Copy out every one of the records below word for word, keeping each line unchanged and in its original order.

** BEGIN RAW RECORDS **

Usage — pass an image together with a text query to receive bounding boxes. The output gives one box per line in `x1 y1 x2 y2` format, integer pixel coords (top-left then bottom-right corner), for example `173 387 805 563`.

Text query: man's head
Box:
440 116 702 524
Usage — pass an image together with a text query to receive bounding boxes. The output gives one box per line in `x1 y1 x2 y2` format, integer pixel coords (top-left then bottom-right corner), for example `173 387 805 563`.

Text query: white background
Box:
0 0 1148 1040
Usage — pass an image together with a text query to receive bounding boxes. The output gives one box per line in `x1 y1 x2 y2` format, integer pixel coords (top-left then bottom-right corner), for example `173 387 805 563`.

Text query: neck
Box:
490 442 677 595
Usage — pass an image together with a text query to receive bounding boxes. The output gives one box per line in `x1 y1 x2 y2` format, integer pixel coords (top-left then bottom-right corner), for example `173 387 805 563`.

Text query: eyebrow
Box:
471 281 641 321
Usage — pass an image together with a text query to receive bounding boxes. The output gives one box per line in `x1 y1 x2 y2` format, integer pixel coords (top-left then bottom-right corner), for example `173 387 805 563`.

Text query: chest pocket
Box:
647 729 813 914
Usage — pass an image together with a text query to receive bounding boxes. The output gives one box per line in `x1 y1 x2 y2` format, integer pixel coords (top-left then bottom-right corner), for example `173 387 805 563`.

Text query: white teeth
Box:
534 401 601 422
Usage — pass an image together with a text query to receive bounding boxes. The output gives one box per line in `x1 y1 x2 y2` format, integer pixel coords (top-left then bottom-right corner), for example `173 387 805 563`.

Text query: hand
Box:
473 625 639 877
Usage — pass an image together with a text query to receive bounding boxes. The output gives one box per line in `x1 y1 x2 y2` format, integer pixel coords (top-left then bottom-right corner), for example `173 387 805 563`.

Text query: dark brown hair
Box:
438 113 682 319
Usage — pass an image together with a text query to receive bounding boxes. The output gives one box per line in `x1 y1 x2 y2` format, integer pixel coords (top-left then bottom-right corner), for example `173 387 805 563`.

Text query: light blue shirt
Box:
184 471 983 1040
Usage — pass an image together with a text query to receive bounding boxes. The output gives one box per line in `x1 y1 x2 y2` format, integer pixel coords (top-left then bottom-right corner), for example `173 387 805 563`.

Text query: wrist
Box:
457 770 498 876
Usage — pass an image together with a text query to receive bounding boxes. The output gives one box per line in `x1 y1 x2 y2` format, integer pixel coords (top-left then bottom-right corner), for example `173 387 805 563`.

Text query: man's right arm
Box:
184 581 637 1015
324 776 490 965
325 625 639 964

** END RAW RECORDS **

- SOLUTION TO THE PROBLEM
Usage — pass an image together with a text query to receive bounding boxes. The output gives one box per line in `x1 y1 x2 y2` format, integer pixel coords (top-left then bottom-right corner), for example `173 387 805 563`.

Text query: man's head
Box:
440 116 702 524
Usage — pass an image together with a text query to receive bounding boxes. The output gives one box per line in `x1 y1 x2 y2` format, integer pixel coords (top-left then bottom-right corner), for example `173 387 805 563`.

Text query: white background
Box:
0 0 1148 1040
Usage — pass an image together with a text query to receive bounding boxes. The output gives one box per line in `x1 y1 x2 y2` format, integer pixel coords (top-left then bottom-right corner), for example `173 387 805 563`.

Text query: neck
Box:
490 442 677 595
Usage — pass an image together with a text query to receive bounding boxes. The output gives one box per line in `x1 y1 x2 y2` format, integer pixel coords (top-left then bottom-right corner), for example `173 387 805 563`.

Text query: eyebrow
Box:
471 281 641 321
Usage — pass an image together with a text query to receive bounding boxes. The output gives one box per line in `x1 y1 x2 y2` format, integer pixel coords (top-left then bottom-right corner), for example `173 387 805 563`.

Text query: chest pocket
Box:
647 729 813 914
Usage — pass an image together with a text query to receive bounding boxes. The output gives one box per line in `x1 y1 x2 y2` format, integer pixel coords (top-left then bottom-right corner), for example `173 387 805 563`.

Text query: white teeth
Box:
534 401 601 422
Usage — pass an image together with a text query to receive bounding boxes. The output gives one box per line in `x1 y1 x2 y2` format, integer pixel coords (top-left then bottom-right corner), for example `173 387 805 563`.

Text query: hand
Box:
473 625 639 877
Usage — pass an image together with a text query to receive bounding boxes. The output gives one box per line in `x1 y1 x2 y2` format, integer pixel coords (top-left then bottom-right corner), for example `173 387 805 563`.

Text query: dark brown hair
Box:
438 113 682 319
Usage — pass an image together with a text query to receive bounding boxes. The output gives one box per line in `x1 y1 x2 y2` format, integer pixel coords (top-left then bottom-right corner), for example `173 387 805 563`.

Text query: light blue shirt
Box:
184 471 983 1040
Usage — pass an image together with a text query to receive bounding boxes. The output gives one box per line in `x1 y1 x2 y2` format, integer pixel coords (top-left then bottom-right corner), for example `173 387 805 563`.

Text query: wrist
Box:
457 770 498 876
Usage — pass an image together with a text query to receive bounding boxes. The output gives one box per line in `x1 y1 x2 y2` format, integer pixel coords (top-left then bottom-right corner), for example `173 387 805 563`.

Text query: man's right arm
Box:
184 581 637 1015
324 776 490 965
325 625 639 964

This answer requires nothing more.